Trascriva dal brano sugli attacchi informatici tutto il testo che va da "Tutto ha inizio" fino a "infezione da virus.".

Estratto da leggere →
·····
4. C’è un modo di difendersi dagli attacchi informatici?
Oggi non è più il caso di domandarsi “se” verremo colpiti da un attacco hacker. Oggi bisogna cominciare a chiedersi “quando” verremo colpiti.
Ed è importante sapere che l’entità del danno sarà commisurato alla capacità di rispondere prontamente, ed efficacemente, a questo attacco.
Oltre a usare il massimo della cautela quando si naviga in Rete, evitando di cliccare su link più o meno sospetti o di connettersi a reti Wi-Fi aperte, per l’utente medio l’unica arma a disposizione per proteggersi da attacchi informatici è mantenere i propri sistemi, computer e telefoni sempre aggiornati.
Si tratta semplicemente di attivare gli aggiornamenti automatici su tutti i dispositivi, facendo in modo che il sistema scarichi in autonomia le ultime patch di sicurezza disponibili.
Queste patch, infatti, non sono altro che piccole correzioni del codice che vanno a correggere eventuali vulnerabilità: un po’ come lucchetti di sicurezza che vengono posti là dove la “porta” originale dimostrasse delle debolezze.
In questo modo, quanto meno si renderà più difficile la vita ai malintenzionati che troveranno sbarrate le vie di accesso ai dati. Particolarmente utili, poi, sono gli antivirus da installare su tutti gli apparati e, cosa ancora più importante, da mantenere sempre aggiornati all’ultima versione disponibile.
In ultimo, per rendere ancora più difficile il compito di un malintenzionato che vuole impossessarsi dei nostri dati, è certamente utile adottare “tutte” le tecniche di sicurezza proposte da siti e case produttrici di telefoni e computer, come l’autenticazione a due fattori, ossia quella che prevede, oltre a username e password, di ricevere un codice extra che ha validità di pochi secondi.
5. Le quattro principali tipologie di attacco hacker
Per combattere gli attacchi hacker è importante conoscere i termini tecnici, le armi che utilizzano e soprattutto i danni che possono causare.
- Phishing
Tra gli attacchi mirati a semplici utenti di Internet, questi sono i più comuni. Lo scopo, in genere, è quello di carpire informazioni personali.
Tutto ha inizio con un messaggio SMS o una mail proveniente da un mittente che può apparire affidabile.
Di solito nel messaggio è presente un link che, invece di condurre al sito originale, indirizza a un altro, pensato appositamente per carpire i dati personali.
Prima regola: non cliccare mai su link ricevuti via messaggio. Nessuna azienda seria li userebbe mai.
- Malware
Più subdoli, sono gli attacchi riconducibili a una infezione da virus.
·····
Elenco dei dati →
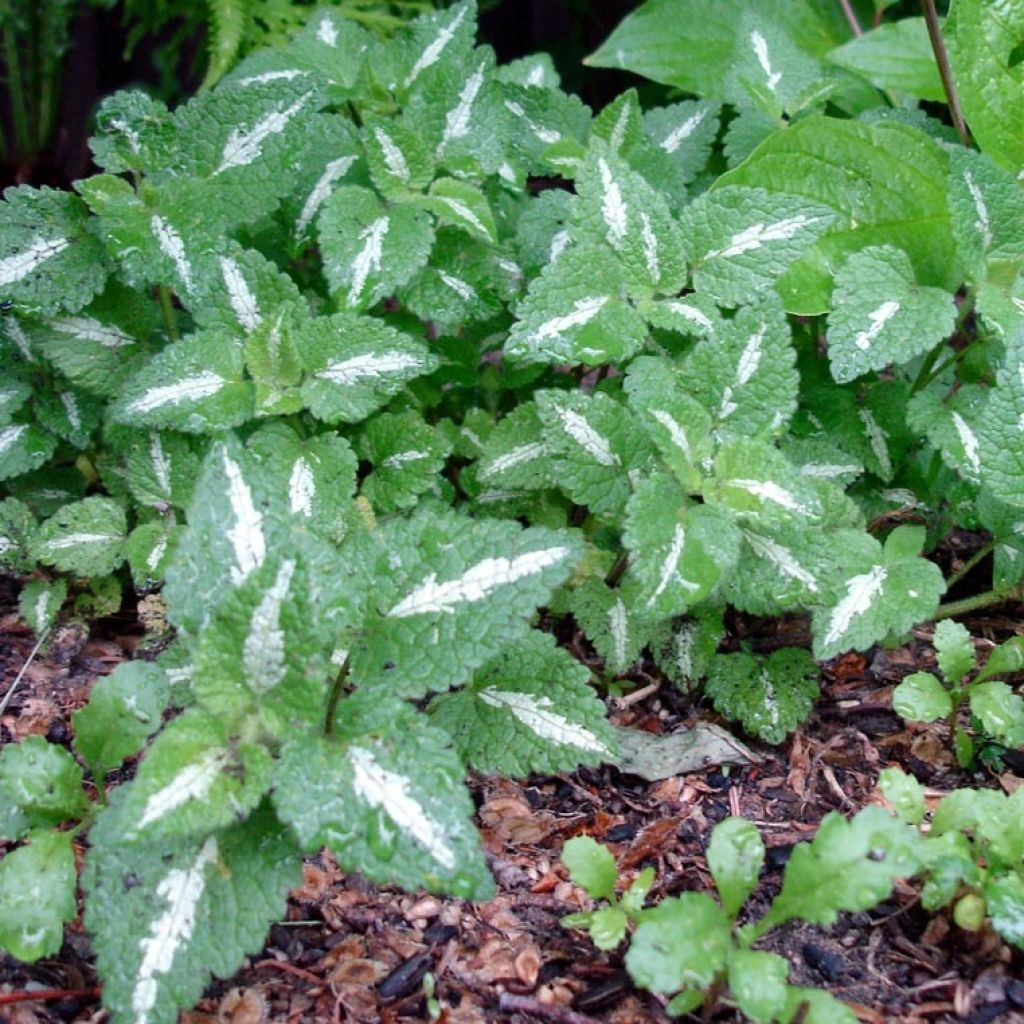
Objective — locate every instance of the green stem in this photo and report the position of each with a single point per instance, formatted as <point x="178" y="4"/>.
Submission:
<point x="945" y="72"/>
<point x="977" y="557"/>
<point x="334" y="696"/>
·····
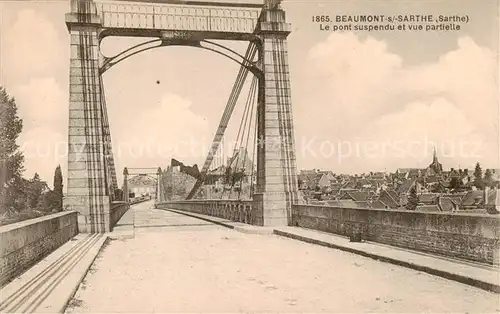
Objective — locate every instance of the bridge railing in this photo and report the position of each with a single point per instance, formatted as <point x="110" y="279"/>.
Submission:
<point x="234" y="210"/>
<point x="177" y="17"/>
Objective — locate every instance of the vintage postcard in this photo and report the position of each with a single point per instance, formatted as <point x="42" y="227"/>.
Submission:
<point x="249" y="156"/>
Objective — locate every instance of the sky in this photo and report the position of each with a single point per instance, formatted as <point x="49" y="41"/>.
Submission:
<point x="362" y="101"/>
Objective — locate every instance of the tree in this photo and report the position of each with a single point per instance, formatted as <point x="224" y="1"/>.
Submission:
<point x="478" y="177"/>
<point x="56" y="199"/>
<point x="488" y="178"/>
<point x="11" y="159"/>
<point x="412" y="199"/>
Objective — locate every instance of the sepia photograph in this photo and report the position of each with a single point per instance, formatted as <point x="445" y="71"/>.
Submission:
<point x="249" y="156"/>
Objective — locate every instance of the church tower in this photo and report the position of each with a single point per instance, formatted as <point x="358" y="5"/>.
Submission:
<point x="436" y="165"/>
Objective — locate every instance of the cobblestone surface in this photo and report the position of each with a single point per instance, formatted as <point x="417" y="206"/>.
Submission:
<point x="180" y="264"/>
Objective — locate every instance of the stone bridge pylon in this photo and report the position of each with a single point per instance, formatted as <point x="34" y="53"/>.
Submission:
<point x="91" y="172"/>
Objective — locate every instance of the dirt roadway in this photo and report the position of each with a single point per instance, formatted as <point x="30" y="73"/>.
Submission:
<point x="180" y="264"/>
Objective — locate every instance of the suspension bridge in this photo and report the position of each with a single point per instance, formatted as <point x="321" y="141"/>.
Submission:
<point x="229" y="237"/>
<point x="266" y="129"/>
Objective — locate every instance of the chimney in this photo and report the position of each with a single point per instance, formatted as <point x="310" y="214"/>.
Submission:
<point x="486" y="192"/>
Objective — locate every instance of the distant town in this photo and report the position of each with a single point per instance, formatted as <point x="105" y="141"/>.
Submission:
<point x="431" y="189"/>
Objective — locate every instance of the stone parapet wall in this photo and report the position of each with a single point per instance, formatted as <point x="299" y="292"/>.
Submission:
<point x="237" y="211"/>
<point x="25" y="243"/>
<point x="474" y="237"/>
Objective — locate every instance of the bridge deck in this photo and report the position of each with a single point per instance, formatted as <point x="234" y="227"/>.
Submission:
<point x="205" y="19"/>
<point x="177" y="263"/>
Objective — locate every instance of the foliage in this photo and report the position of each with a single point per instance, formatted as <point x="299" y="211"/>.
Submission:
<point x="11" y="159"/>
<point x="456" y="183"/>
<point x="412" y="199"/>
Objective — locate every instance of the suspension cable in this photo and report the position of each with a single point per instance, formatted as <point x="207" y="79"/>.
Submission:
·····
Risultato del compito →
Tutto ha inizio con un messaggio SMS o una mail proveniente da un mittente che può apparire affidabile.
Di solito nel messaggio è presente un link che, invece di condurre al sito originale, indirizza a un altro, pensato appositamente per carpire i dati personali.
Prima regola: non cliccare mai su link ricevuti via messaggio. Nessuna azienda seria li userebbe mai.
- Malware
Più subdoli, sono gli attacchi riconducibili a una infezione da virus.